Items -
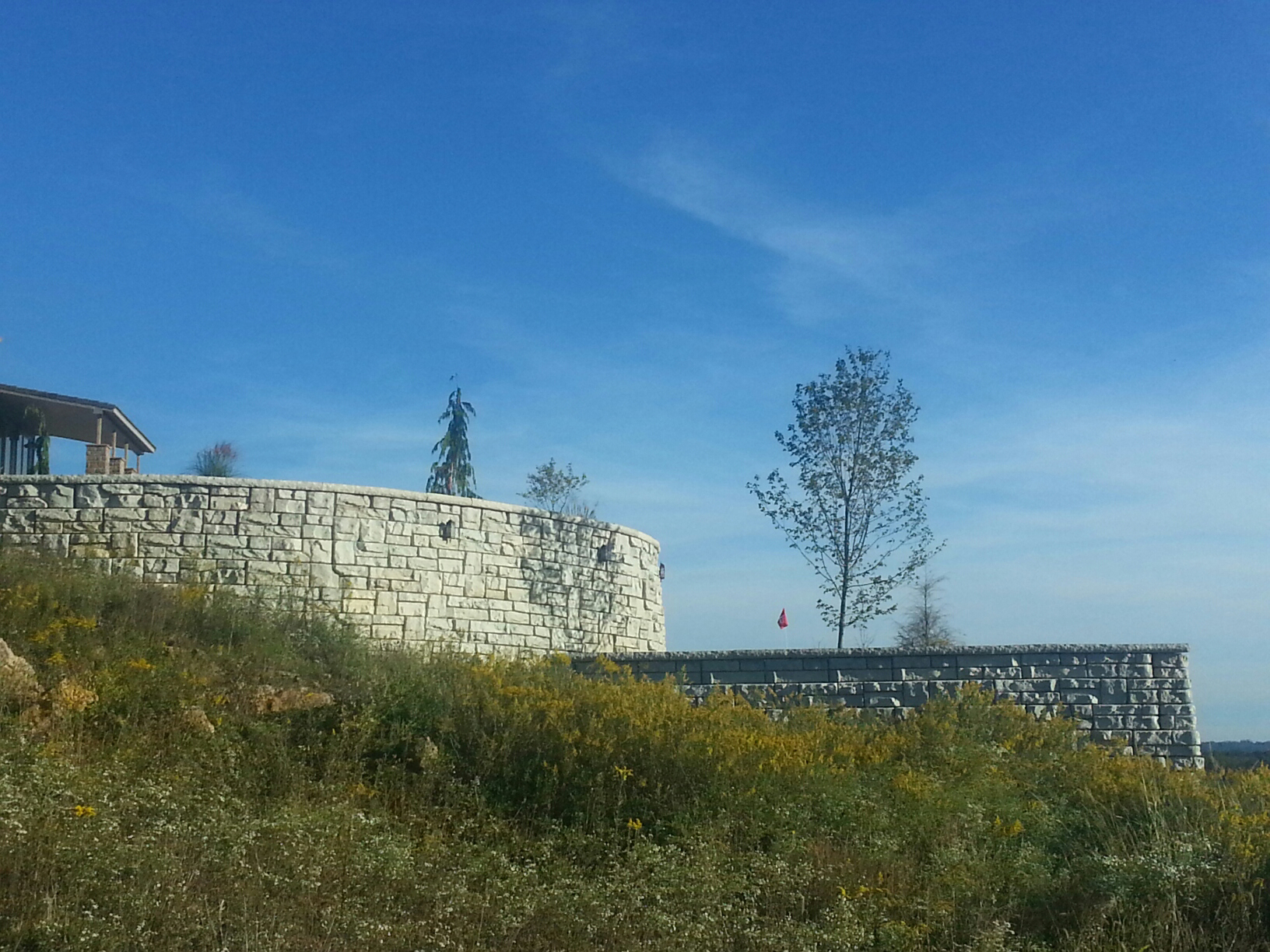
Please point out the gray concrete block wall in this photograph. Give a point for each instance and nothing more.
(1135, 697)
(408, 568)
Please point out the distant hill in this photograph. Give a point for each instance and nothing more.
(1236, 754)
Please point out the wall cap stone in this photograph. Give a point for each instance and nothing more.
(234, 481)
(828, 653)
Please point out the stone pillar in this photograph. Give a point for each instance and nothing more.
(96, 460)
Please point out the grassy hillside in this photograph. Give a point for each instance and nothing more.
(182, 772)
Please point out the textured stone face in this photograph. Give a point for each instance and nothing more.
(1131, 697)
(408, 568)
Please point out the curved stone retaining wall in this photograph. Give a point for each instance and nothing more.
(405, 566)
(1131, 696)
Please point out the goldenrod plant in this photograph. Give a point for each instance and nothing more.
(183, 769)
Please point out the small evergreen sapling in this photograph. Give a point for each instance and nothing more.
(452, 472)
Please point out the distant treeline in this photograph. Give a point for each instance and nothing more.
(1237, 754)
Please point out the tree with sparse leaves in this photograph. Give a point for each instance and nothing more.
(924, 624)
(220, 460)
(556, 489)
(855, 516)
(452, 474)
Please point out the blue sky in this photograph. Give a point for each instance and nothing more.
(631, 227)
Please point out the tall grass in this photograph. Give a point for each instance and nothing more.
(203, 772)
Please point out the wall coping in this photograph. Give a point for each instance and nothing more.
(234, 481)
(956, 652)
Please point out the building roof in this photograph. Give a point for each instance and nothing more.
(75, 418)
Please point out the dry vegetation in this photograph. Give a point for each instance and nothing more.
(182, 772)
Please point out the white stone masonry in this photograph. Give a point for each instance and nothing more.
(409, 568)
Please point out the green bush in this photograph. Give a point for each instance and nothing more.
(210, 772)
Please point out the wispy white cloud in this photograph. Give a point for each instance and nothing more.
(922, 257)
(243, 220)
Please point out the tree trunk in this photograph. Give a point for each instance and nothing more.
(842, 612)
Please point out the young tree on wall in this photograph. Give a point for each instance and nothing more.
(452, 474)
(856, 516)
(556, 489)
(924, 624)
(220, 460)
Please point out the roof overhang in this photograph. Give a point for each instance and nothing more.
(75, 418)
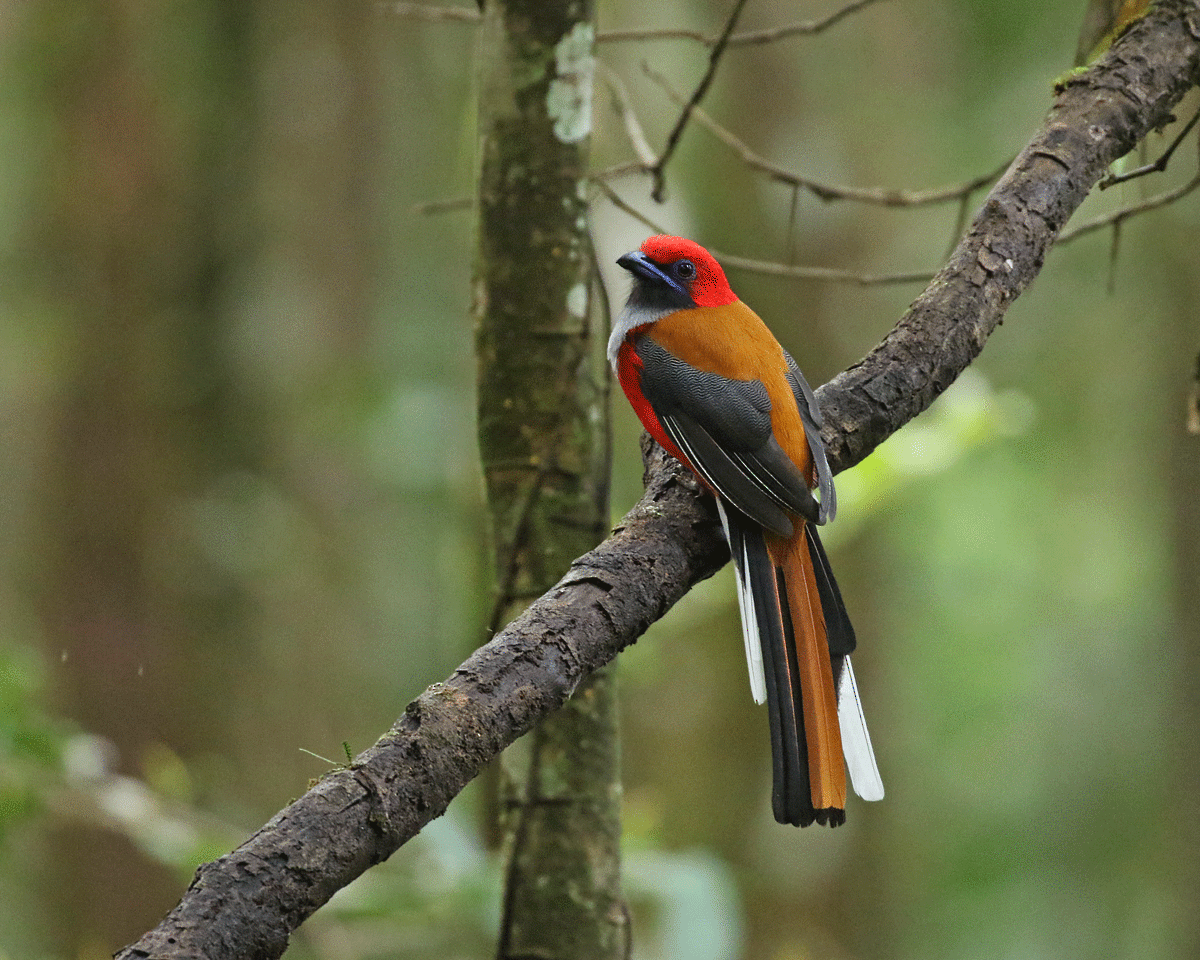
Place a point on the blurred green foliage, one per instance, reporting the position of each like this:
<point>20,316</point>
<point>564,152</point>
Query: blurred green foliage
<point>239,503</point>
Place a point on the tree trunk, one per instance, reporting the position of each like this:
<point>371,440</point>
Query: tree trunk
<point>544,438</point>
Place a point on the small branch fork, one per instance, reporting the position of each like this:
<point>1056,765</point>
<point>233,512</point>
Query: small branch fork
<point>771,35</point>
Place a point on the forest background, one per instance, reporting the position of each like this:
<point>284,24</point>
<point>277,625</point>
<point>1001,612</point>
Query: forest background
<point>240,510</point>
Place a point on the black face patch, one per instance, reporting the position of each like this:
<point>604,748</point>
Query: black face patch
<point>655,297</point>
<point>657,288</point>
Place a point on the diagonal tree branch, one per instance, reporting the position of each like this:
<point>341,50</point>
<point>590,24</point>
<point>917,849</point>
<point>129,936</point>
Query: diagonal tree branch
<point>247,903</point>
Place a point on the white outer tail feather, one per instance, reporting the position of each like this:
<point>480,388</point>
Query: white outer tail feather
<point>856,742</point>
<point>749,618</point>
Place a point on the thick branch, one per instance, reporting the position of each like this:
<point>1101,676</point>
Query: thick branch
<point>247,903</point>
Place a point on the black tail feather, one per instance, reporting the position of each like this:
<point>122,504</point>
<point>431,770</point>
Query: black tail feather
<point>791,793</point>
<point>839,630</point>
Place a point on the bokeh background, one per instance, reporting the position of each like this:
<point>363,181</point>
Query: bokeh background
<point>240,519</point>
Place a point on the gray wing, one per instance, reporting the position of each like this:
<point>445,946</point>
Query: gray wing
<point>723,426</point>
<point>810,414</point>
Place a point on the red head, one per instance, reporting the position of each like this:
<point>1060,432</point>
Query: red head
<point>670,274</point>
<point>683,267</point>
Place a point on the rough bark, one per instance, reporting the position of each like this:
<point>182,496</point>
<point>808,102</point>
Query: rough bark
<point>246,903</point>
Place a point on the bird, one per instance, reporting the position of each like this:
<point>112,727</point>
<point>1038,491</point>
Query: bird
<point>713,385</point>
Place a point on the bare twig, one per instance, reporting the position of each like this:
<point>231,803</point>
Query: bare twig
<point>820,273</point>
<point>432,208</point>
<point>1125,213</point>
<point>624,108</point>
<point>426,12</point>
<point>1158,166</point>
<point>714,58</point>
<point>775,269</point>
<point>747,39</point>
<point>616,201</point>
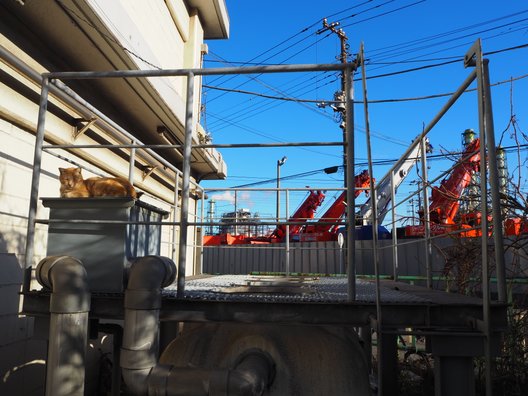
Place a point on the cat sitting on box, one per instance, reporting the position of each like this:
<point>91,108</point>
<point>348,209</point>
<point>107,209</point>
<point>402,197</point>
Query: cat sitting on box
<point>73,185</point>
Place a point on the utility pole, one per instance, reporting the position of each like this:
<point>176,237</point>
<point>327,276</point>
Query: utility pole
<point>339,96</point>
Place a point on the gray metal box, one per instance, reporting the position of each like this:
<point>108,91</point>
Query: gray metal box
<point>105,249</point>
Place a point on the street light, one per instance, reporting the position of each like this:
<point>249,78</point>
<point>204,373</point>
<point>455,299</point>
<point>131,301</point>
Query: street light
<point>279,164</point>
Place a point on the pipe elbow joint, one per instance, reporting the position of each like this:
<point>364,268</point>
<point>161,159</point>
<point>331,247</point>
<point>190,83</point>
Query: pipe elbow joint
<point>146,277</point>
<point>68,281</point>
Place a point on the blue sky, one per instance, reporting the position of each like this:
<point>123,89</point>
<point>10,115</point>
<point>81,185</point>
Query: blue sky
<point>398,35</point>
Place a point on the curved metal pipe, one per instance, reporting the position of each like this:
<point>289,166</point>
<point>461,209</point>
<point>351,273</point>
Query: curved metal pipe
<point>69,307</point>
<point>252,374</point>
<point>139,353</point>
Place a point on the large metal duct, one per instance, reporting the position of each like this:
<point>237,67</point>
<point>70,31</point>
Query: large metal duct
<point>283,360</point>
<point>139,352</point>
<point>69,307</point>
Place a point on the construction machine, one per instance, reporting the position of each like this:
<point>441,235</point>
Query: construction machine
<point>445,199</point>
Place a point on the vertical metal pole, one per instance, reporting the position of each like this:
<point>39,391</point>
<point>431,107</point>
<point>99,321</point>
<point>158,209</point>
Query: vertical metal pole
<point>484,217</point>
<point>427,219</point>
<point>350,171</point>
<point>394,233</point>
<point>287,257</point>
<point>35,178</point>
<point>374,221</point>
<point>278,191</point>
<point>175,215</point>
<point>236,214</point>
<point>186,177</point>
<point>202,233</point>
<point>495,188</point>
<point>132,163</point>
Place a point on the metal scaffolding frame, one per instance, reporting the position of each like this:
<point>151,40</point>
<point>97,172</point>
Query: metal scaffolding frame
<point>480,74</point>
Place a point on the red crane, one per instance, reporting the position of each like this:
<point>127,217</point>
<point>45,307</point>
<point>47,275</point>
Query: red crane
<point>334,213</point>
<point>305,212</point>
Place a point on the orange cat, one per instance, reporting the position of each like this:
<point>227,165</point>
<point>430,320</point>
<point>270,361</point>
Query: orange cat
<point>74,186</point>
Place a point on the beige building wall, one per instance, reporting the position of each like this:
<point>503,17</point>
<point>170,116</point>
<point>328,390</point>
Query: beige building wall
<point>163,34</point>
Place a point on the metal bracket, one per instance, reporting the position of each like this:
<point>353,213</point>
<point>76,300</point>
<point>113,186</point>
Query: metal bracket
<point>147,171</point>
<point>81,129</point>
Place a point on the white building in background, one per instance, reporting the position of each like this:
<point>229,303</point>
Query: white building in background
<point>73,35</point>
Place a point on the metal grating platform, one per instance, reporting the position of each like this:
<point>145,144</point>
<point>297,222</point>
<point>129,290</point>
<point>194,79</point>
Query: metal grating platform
<point>281,289</point>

Stated goal - Copy out the records word for word, from the line containing "Place a point on the metal grating" through the end of the records, with both ends included.

Correct response -
Place a point on the metal grating platform, one per instance, reporting the position of each like this:
<point>145,144</point>
<point>297,222</point>
<point>129,290</point>
<point>194,79</point>
Query: metal grating platform
<point>281,289</point>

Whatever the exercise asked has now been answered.